Un cultivateur, que nous avons interrogé à ce sujet, nous
a ainsi formulé son opinion :
- Dans tout le pays compris au Nord de la Loire, nous sommes, pour les travaux
de la moisson, à la merci des ouvriers belges. Les lois qu'on fait
en France, toutes les modifications qu'on apporte à notre vie économique
tendent à attirer l'habitant des campagnes vers les grands centres.
Le villageois se refusent énergiquement à travailler la terre.
Ce sont donc les Belges qui viennent moissonner nos blés. Ils quittent
leur pays vers juillet, gagnent d'abord les environs d'Orléans, puis
ils remontent vers la région parisienne et gagnent enfin la Picardie
qui est leur troisième et dernière étape.
Les Belges étant maîtres chez nous et sachant que nous ne pouvons
nous passer d'eux, auraient bien tort de ne pas nous imposer leurs conditions;
mais le mouvement actuel a une autre cause plus directe. L'emploi des machines
agricoles, faucheuses, batteuses, lieuses, etc., tend de plus en plus à
se généraliser. Mais ces machines, qui rendent des services
incontestables, ne peuvent plus fonctionner quand les blés sont couchés.
Dans ce cas, il faut absolument faire faucher par des moissonneurs. Eh bien,
cette année, la « verse » a été particulièrement
intense, d'abord en raison du grand nombre d'orages qui ont éclaté
sur notre région, ensuite à cause d'une maladie des céréales,
le « piétin », maladie connue depuis fort peu de temps
et qui est provoquée par un microbe. Or, les blés atteints
du piétin versent tout comme s'ils avaient été couchés
par l'orage.

Données de localisation de points:
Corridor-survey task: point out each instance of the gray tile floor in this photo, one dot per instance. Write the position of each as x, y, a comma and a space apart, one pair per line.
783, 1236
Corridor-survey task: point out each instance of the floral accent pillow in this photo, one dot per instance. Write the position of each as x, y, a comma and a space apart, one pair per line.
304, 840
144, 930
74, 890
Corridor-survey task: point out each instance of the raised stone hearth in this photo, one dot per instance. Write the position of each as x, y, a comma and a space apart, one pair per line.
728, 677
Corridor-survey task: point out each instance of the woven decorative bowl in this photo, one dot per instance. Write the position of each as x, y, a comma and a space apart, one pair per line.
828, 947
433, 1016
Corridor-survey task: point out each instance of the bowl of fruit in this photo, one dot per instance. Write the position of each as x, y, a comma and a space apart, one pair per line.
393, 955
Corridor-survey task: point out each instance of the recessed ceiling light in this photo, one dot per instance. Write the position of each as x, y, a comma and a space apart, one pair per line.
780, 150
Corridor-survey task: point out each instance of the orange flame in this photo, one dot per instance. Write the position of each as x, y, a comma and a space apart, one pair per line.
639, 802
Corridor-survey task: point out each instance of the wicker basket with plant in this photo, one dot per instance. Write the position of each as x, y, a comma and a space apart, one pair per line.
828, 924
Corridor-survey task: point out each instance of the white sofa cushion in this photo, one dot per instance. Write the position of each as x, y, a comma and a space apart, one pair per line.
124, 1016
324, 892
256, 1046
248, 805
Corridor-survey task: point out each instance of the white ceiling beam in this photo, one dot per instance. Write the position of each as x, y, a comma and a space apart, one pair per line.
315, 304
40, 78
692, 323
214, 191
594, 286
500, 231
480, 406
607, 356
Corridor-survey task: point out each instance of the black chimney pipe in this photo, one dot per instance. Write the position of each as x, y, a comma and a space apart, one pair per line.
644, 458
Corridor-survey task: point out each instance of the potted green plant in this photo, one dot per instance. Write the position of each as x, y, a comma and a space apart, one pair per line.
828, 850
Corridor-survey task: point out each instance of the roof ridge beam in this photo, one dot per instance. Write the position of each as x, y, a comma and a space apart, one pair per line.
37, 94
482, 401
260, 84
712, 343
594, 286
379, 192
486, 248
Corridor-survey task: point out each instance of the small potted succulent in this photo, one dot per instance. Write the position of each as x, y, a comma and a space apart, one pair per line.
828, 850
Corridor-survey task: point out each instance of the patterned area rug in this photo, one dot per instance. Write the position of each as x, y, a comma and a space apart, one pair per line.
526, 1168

Travail à faire: Extrayez tel quel, du texte sur la moisson, le passage qui va de « Les Belges étant » jusqu'à « blés sont couchés. ».

Réponse:
Les Belges étant maîtres chez nous et sachant que nous ne pouvons
nous passer d'eux, auraient bien tort de ne pas nous imposer leurs conditions;
mais le mouvement actuel a une autre cause plus directe. L'emploi des machines
agricoles, faucheuses, batteuses, lieuses, etc., tend de plus en plus à
se généraliser. Mais ces machines, qui rendent des services
incontestables, ne peuvent plus fonctionner quand les blés sont couchés.